### [Written task]
Count the lines in the records below that contain the string "wall", and reply with the number only.

### [Material provided]
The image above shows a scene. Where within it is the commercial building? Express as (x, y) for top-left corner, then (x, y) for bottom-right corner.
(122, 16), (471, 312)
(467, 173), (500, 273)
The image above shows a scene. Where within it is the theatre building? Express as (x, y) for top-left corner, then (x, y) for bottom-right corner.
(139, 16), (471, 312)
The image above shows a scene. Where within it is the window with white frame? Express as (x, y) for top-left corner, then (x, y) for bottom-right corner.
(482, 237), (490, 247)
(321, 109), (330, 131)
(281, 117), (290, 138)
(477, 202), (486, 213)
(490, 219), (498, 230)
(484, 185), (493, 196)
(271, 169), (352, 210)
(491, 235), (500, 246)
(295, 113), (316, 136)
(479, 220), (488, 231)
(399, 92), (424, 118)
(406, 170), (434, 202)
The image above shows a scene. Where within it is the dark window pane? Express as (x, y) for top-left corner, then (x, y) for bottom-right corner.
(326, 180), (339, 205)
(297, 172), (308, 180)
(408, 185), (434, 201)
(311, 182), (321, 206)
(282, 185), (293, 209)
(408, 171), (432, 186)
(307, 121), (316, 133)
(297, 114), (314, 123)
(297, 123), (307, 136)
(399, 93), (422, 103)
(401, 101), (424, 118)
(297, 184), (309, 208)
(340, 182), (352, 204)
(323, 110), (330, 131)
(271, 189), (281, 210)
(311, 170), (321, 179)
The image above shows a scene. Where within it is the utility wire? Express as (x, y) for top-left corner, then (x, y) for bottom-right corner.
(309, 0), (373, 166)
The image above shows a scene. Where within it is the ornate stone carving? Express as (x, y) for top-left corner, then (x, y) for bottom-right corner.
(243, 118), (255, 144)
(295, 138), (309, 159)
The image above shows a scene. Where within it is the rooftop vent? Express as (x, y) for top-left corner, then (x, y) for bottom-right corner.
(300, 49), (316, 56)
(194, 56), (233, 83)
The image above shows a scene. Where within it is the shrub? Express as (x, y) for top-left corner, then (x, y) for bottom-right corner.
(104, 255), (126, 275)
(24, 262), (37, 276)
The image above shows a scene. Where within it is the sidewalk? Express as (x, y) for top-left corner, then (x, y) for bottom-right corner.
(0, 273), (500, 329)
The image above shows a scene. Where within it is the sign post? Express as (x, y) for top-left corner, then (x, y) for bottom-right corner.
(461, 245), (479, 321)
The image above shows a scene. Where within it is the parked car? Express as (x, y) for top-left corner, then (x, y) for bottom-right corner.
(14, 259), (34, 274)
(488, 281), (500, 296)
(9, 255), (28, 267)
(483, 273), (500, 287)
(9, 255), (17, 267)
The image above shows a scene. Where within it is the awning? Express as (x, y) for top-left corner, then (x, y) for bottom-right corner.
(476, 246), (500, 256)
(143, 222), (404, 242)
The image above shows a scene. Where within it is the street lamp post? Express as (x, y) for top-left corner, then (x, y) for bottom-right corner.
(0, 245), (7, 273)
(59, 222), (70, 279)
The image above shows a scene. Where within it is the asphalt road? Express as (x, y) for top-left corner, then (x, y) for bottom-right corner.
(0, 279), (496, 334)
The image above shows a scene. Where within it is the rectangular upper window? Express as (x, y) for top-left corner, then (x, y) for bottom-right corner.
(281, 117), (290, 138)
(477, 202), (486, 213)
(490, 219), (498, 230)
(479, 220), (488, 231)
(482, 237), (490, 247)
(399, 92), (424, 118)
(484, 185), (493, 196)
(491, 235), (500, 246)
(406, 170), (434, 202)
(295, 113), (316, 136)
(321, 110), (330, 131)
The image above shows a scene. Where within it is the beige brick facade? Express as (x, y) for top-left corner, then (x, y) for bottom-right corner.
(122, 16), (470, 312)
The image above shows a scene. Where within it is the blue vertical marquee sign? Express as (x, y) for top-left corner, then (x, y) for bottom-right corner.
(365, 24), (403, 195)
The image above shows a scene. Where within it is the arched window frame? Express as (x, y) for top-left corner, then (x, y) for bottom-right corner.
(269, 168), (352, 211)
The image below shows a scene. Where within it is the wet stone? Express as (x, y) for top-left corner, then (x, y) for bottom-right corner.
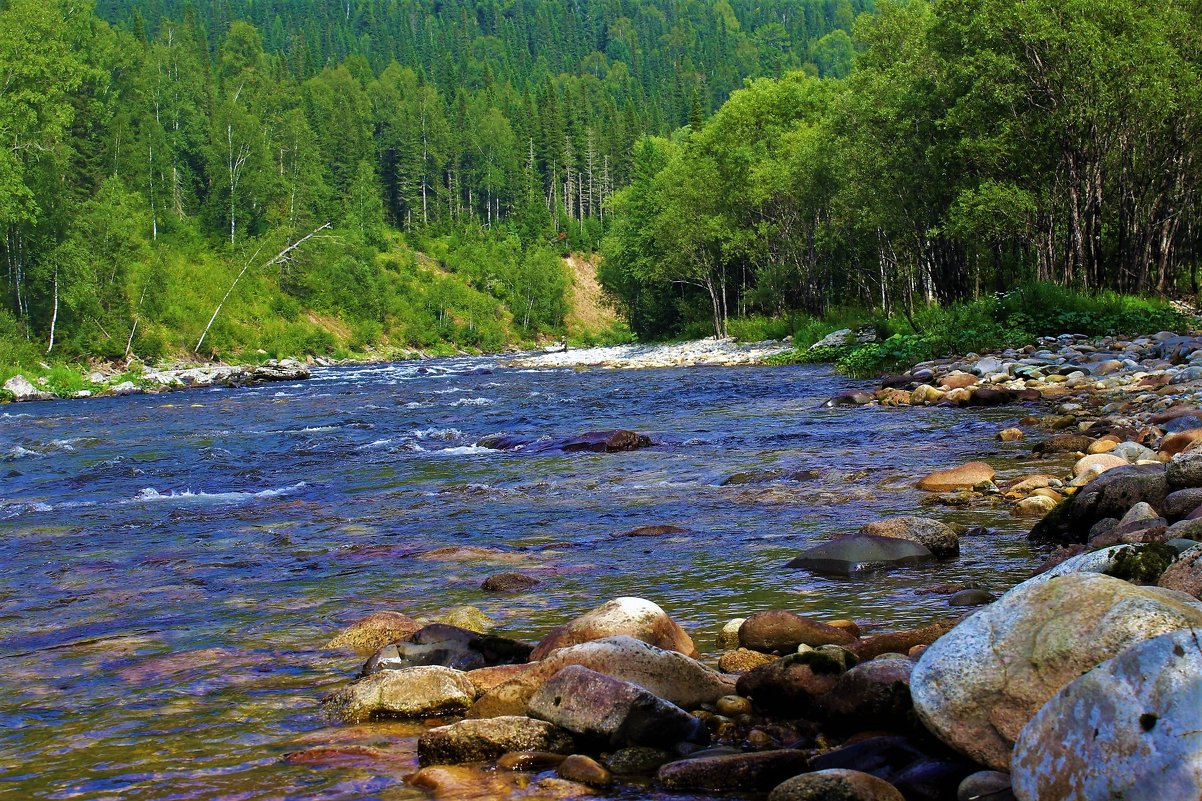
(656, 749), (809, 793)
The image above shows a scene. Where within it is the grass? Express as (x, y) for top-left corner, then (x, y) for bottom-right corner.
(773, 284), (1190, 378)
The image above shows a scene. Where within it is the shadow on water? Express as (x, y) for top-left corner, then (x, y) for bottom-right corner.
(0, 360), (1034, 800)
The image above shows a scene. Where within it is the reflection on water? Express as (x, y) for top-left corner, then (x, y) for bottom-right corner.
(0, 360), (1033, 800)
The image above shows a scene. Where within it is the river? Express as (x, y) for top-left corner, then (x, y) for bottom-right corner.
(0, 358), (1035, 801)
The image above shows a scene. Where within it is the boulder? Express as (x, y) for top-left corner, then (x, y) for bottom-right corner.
---
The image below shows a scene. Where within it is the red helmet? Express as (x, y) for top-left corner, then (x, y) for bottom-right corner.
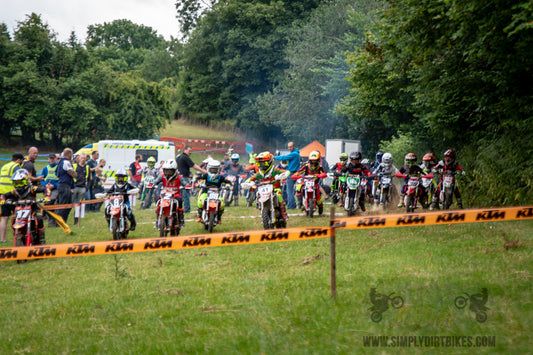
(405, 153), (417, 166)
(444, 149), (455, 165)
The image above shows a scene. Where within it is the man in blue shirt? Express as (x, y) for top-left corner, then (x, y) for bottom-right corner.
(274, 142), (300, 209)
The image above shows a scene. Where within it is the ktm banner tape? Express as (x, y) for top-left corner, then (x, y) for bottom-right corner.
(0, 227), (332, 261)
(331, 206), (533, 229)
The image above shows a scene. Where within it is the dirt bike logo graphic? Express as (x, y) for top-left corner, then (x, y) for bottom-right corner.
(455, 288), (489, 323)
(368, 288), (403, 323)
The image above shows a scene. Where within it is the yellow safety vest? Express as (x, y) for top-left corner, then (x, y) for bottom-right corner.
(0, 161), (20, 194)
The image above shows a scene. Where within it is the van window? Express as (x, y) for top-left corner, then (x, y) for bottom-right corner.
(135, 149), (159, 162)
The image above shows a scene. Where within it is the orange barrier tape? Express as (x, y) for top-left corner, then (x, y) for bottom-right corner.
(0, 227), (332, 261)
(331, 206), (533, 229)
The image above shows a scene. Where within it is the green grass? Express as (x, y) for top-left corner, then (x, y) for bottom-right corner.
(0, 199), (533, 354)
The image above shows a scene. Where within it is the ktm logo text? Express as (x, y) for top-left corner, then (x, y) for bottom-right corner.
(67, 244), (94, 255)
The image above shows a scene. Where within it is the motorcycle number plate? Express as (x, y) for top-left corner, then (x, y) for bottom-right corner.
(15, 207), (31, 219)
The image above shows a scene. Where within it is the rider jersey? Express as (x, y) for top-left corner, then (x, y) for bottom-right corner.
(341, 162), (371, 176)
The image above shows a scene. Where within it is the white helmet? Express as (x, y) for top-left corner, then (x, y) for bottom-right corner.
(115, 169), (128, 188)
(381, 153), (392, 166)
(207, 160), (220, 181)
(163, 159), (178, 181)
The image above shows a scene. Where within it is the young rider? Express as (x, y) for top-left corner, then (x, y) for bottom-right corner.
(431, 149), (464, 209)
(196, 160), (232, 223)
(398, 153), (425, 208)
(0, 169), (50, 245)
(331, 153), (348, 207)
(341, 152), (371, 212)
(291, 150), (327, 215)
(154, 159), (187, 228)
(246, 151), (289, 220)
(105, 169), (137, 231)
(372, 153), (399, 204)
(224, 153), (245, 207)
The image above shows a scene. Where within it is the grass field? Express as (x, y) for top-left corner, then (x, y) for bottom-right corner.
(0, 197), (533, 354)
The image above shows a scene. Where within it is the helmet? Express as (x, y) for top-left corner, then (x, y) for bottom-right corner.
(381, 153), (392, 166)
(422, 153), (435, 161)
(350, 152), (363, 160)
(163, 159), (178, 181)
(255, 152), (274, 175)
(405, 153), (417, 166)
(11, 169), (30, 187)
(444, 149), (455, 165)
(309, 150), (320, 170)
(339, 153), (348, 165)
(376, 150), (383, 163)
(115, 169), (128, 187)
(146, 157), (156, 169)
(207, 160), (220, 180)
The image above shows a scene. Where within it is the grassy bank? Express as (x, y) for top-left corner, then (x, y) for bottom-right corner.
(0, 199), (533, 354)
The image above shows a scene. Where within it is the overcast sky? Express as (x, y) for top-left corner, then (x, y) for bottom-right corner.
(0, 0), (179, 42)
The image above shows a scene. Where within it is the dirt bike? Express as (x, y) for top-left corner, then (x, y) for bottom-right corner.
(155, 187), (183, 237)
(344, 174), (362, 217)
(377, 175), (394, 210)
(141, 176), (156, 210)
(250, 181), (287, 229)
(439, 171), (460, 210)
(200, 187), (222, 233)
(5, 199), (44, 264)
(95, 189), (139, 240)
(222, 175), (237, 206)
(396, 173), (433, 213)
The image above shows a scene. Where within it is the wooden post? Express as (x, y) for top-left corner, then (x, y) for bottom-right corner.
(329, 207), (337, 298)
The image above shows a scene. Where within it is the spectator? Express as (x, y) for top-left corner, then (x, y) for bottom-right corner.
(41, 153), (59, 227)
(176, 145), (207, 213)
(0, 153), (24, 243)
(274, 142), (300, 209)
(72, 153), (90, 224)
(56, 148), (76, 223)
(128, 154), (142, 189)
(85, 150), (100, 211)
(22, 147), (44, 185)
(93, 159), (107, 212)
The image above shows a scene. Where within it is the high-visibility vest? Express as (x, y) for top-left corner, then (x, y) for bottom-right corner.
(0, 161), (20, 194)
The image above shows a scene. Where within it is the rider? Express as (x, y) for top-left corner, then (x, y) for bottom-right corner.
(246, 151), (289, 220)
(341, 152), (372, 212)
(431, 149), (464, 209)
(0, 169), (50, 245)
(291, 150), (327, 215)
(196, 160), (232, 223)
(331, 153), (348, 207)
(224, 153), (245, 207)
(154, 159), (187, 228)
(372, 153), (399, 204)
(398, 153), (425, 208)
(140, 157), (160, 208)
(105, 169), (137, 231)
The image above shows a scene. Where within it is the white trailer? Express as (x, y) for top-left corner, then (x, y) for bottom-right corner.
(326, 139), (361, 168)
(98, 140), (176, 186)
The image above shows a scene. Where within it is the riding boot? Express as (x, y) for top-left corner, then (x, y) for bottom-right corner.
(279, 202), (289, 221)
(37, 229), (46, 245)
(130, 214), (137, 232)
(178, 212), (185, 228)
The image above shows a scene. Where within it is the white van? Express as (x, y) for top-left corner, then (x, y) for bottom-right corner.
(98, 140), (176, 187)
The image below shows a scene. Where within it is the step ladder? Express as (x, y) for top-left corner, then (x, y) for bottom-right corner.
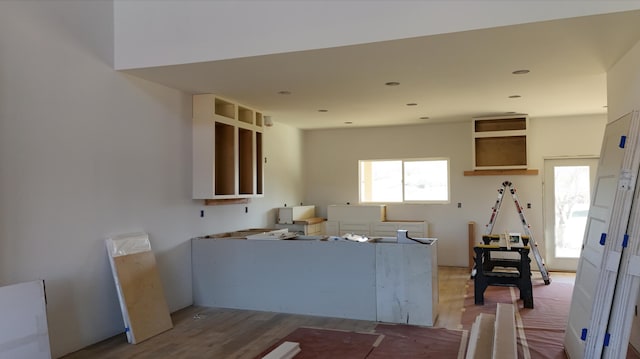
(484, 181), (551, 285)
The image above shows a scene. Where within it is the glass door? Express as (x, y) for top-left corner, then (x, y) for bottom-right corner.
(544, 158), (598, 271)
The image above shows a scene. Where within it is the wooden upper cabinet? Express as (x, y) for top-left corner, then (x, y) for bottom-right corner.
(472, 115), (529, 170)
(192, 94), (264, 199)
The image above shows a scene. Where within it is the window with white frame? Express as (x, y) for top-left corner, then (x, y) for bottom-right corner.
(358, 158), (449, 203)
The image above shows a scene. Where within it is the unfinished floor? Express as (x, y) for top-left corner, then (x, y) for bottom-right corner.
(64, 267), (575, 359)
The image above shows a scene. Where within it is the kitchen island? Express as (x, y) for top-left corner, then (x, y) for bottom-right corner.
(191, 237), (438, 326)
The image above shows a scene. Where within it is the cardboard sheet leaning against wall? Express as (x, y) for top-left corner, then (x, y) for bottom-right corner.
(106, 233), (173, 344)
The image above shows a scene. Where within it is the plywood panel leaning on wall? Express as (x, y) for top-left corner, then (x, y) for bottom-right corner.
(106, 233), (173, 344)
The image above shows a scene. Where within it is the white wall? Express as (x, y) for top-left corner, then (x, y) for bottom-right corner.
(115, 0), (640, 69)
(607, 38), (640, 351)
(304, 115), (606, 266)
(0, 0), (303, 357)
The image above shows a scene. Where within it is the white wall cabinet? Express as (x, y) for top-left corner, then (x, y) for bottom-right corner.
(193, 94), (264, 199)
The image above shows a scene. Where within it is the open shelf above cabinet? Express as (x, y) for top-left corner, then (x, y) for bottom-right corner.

### [Worked solution]
4